Information given →
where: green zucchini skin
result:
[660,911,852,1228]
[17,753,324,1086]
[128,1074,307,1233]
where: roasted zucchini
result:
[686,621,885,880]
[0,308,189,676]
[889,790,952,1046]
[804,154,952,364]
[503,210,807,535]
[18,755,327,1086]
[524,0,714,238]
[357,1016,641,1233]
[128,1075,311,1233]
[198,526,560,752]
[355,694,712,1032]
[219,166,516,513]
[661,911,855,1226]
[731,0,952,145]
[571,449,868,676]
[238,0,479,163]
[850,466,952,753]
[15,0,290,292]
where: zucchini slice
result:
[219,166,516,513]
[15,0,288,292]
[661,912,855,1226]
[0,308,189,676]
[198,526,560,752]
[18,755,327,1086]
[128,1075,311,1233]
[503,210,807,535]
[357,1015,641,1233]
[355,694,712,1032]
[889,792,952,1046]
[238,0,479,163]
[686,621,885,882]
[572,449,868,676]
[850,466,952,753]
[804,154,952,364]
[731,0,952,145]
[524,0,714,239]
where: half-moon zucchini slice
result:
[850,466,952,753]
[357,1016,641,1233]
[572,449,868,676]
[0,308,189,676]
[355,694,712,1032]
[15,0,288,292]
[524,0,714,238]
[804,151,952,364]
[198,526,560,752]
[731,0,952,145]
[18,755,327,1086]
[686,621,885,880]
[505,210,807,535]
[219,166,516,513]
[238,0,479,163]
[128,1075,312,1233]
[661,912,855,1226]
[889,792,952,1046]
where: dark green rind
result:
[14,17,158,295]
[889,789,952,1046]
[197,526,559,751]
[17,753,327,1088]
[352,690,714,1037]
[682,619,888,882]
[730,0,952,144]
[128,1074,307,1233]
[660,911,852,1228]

Written task →
Retype all of the records above line for line, with every character unchanged.

Solution to this exercise →
where: green zucchini skin
result:
[660,911,852,1228]
[17,753,324,1086]
[128,1074,307,1233]
where: roasted zucchini
result:
[686,621,885,880]
[0,308,189,676]
[889,790,952,1046]
[804,154,952,364]
[503,210,807,535]
[18,755,327,1086]
[524,0,714,238]
[357,1016,641,1233]
[128,1075,311,1233]
[198,526,560,752]
[355,694,712,1032]
[219,166,516,513]
[661,911,855,1226]
[731,0,952,145]
[571,449,868,676]
[238,0,479,163]
[850,466,952,753]
[15,0,290,292]
where: zucchini slice
result:
[219,166,516,513]
[15,0,288,292]
[661,912,855,1226]
[0,308,189,676]
[198,526,560,752]
[18,755,327,1086]
[128,1075,311,1233]
[503,210,807,535]
[357,1015,641,1233]
[355,694,712,1032]
[889,792,952,1046]
[238,0,479,163]
[686,621,885,882]
[572,449,868,676]
[850,466,952,753]
[804,154,952,364]
[731,0,952,145]
[524,0,714,239]
where: half-moon zucchini slice
result:
[850,466,952,753]
[357,1016,641,1233]
[572,449,868,676]
[0,308,189,676]
[355,694,712,1032]
[15,0,288,292]
[524,0,714,238]
[804,151,952,364]
[198,526,560,752]
[731,0,952,145]
[18,755,327,1086]
[686,621,885,880]
[505,210,807,535]
[219,166,516,513]
[238,0,479,163]
[128,1075,312,1233]
[661,912,855,1226]
[889,792,952,1046]
where: dark green rind
result:
[14,17,158,295]
[889,789,952,1046]
[197,526,559,751]
[17,753,327,1088]
[352,690,714,1037]
[682,619,888,882]
[730,0,952,144]
[128,1074,307,1233]
[660,911,852,1228]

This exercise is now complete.